GOAL OF THE EXERCISE: Can you reproduce only the data below from the line containing "of the beard." down to the line containing "[[63, 117]]", both lines included, scaling every x and y coordinate in the answers by 1.25 and rounding to whole numbers with halves going up? Give each of those lines in full, but leave the pictures out.

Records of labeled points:
%%

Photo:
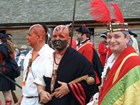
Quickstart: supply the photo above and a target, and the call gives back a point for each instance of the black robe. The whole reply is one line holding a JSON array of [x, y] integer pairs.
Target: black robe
[[72, 66]]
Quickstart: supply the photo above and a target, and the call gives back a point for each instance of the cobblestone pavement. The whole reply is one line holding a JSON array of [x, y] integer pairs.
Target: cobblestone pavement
[[17, 91]]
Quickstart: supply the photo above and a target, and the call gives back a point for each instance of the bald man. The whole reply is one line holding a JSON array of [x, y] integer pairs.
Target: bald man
[[67, 65], [34, 61]]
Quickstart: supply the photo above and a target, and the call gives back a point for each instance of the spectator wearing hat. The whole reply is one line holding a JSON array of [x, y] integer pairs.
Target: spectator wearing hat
[[103, 49]]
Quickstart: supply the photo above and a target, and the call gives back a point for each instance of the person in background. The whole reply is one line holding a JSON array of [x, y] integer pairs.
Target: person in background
[[22, 54], [86, 48], [32, 63], [6, 53], [123, 69], [133, 40], [103, 49], [59, 86]]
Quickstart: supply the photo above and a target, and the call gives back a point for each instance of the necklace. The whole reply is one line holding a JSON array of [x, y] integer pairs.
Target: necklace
[[57, 58]]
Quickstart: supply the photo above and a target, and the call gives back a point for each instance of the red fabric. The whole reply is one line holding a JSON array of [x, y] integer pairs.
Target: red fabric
[[128, 65], [104, 52], [8, 102], [73, 45]]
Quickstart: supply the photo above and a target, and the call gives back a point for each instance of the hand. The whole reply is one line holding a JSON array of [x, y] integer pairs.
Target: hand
[[45, 97], [62, 90]]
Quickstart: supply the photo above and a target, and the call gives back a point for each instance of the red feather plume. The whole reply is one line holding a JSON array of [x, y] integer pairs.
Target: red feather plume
[[117, 12], [99, 11]]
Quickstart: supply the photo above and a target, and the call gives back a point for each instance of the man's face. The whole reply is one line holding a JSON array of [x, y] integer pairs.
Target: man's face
[[79, 36], [32, 38], [60, 38], [117, 41]]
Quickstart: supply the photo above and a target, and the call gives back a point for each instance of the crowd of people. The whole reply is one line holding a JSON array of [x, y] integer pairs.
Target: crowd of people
[[70, 71]]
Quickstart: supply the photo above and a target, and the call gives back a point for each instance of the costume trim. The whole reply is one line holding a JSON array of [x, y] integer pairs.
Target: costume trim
[[119, 68]]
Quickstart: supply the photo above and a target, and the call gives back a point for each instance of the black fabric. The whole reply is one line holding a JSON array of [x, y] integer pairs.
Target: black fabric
[[12, 68], [72, 66], [97, 65]]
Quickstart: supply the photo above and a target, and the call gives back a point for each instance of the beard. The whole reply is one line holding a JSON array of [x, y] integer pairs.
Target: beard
[[59, 44]]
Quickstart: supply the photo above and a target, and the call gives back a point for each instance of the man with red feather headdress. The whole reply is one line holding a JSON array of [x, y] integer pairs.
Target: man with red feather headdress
[[122, 78]]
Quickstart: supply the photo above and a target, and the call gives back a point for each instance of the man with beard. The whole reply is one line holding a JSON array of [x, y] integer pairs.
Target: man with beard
[[67, 65]]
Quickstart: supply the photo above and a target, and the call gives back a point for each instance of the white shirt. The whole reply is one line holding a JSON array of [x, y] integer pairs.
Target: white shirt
[[38, 64]]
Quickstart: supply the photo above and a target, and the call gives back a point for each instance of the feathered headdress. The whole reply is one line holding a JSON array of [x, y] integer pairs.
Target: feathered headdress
[[101, 13]]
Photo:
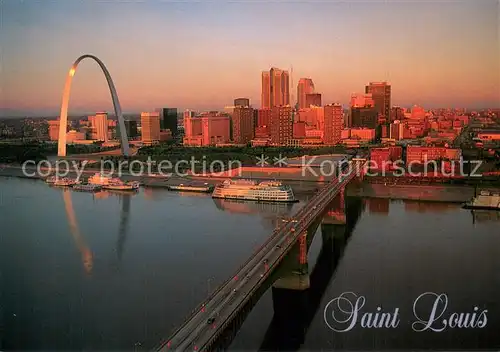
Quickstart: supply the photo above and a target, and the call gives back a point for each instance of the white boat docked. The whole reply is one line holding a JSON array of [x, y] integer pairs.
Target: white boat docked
[[65, 182], [87, 188], [485, 200], [267, 191], [112, 183]]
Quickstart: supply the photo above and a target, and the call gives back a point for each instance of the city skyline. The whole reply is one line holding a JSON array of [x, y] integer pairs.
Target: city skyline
[[430, 60]]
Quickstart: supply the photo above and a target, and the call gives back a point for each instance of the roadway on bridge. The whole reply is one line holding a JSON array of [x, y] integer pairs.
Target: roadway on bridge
[[212, 317]]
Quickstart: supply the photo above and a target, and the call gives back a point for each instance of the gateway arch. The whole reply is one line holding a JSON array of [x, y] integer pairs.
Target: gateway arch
[[63, 117]]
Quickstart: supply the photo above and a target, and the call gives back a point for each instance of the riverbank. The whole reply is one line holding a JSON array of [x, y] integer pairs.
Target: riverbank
[[435, 193], [445, 193]]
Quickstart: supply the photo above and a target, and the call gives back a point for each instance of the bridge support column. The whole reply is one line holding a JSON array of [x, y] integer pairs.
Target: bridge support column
[[296, 270]]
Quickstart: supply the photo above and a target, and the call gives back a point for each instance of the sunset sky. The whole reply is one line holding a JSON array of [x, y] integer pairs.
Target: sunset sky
[[202, 55]]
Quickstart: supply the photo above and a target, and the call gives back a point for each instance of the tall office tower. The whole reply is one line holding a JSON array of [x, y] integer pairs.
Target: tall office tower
[[150, 127], [313, 99], [168, 119], [243, 102], [334, 123], [397, 113], [265, 99], [364, 117], [101, 126], [53, 130], [208, 128], [417, 112], [362, 100], [243, 125], [281, 125], [381, 93], [215, 128], [275, 88], [263, 128], [193, 132], [304, 87]]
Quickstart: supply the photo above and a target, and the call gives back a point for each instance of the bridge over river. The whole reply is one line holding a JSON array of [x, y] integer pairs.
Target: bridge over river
[[213, 324]]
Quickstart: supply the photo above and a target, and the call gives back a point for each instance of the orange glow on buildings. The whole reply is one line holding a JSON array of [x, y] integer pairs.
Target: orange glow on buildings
[[150, 127], [53, 130], [334, 123], [209, 128], [243, 125], [304, 87]]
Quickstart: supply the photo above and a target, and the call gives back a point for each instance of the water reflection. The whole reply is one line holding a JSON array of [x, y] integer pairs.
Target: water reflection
[[378, 205], [295, 310], [246, 207], [485, 216], [124, 223], [429, 207], [87, 258]]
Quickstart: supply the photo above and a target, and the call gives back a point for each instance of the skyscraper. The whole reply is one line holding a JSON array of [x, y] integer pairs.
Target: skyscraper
[[381, 94], [101, 126], [168, 119], [361, 100], [364, 117], [304, 87], [275, 88], [150, 127], [334, 123], [313, 99], [281, 125], [208, 128], [243, 125], [53, 130], [243, 102], [265, 98], [131, 128]]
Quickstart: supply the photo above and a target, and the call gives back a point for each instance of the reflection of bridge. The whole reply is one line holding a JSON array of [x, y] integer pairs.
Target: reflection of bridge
[[214, 323], [289, 327]]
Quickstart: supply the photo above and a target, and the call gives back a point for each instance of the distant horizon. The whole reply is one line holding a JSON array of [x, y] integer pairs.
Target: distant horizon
[[49, 115], [201, 56]]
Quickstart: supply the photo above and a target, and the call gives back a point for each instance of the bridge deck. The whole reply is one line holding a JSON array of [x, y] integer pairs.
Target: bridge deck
[[201, 329]]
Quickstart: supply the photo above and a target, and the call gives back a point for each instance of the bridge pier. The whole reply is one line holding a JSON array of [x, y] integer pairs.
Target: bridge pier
[[294, 273]]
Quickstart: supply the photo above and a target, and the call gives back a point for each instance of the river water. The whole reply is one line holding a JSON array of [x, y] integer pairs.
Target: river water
[[119, 271]]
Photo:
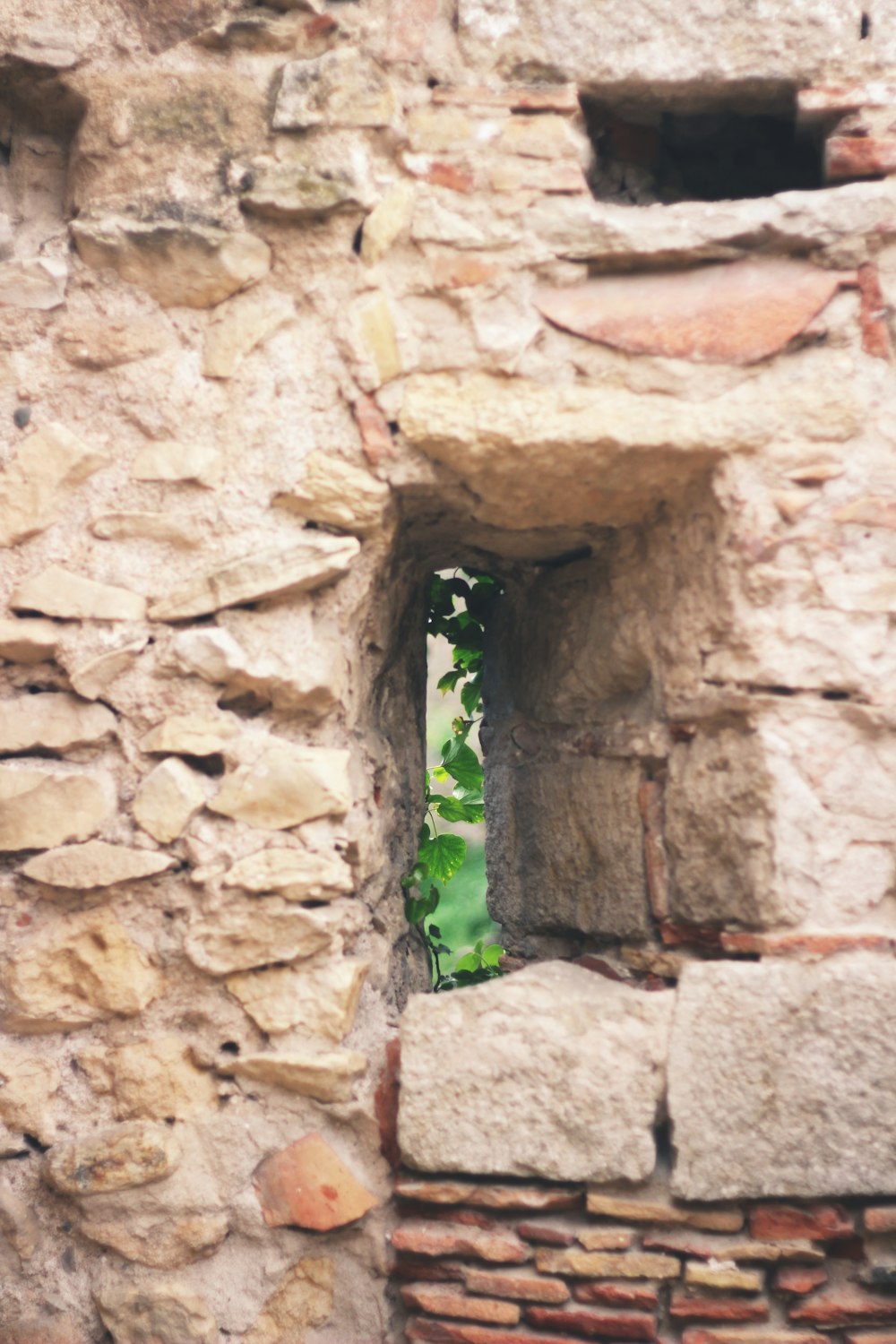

%%

WRITTEN REPLY:
Quickstart: supply the photo above and a target, and the call gives back a point for each instance of the beard. The whole reply is one line holding a JSON array of [x, y] integer pairs.
Target: beard
[[74, 55]]
Quickstart: supply the photo above and a target, and the call gives back a point for each instance of the man with red feather headdress. The whole reply is one line holding a JSON array of [x, y] integer pairs.
Target: man with red feather headdress
[[153, 98]]
Quickstart: supply the photo above and a target, and the call gives back a point for each instance of the man with beard. The whole reply is one line holding a JSON array of [x, y] integer pairs.
Target: man with beard
[[84, 81]]
Quickstart: supply the photo above and a target, and the call gives back a point for each instance of the white shirt. The whole reply is one line holding a JSON array of [x, y] integer pairs.
Target: white shirt
[[48, 80]]
Quickstart: supply the photo above and a target, and the call gives back a point for each instance of the feathered headdress. The whole reply is one line holding a JSON array of [x, y] integer pairs.
Target: feathered headdress
[[126, 16]]
Photo:
Quickstart: supply the photo above and a target, and the call gives back a point for each instance of the white boat docked. The whole reply is one line holding a JSON array of [x, y] integer pairs.
Target: white boat docked
[[81, 228], [109, 235], [606, 250], [334, 239], [140, 229]]
Quickstart: supply the photo above and a target, and the call gives back a point for each instance of the city skyline. The whole reply is one line holding a JSON array of [x, y] integer pairs.
Target: city skyline
[[538, 75]]
Quickstart: supply the photo above and a target, and the call gives back a point for each instance of the roadway on bridge. The whole reply is one line holding a JSON array of [x, y] integer pairs.
Target: roadway on bridge
[[265, 396]]
Quickstart: supply the photo above and a target, and the call gives back a point for each instance of the gateway arch. The whole reply is one line holding a JSON array of [x, y] integer pairs.
Target: gateway arch
[[79, 146]]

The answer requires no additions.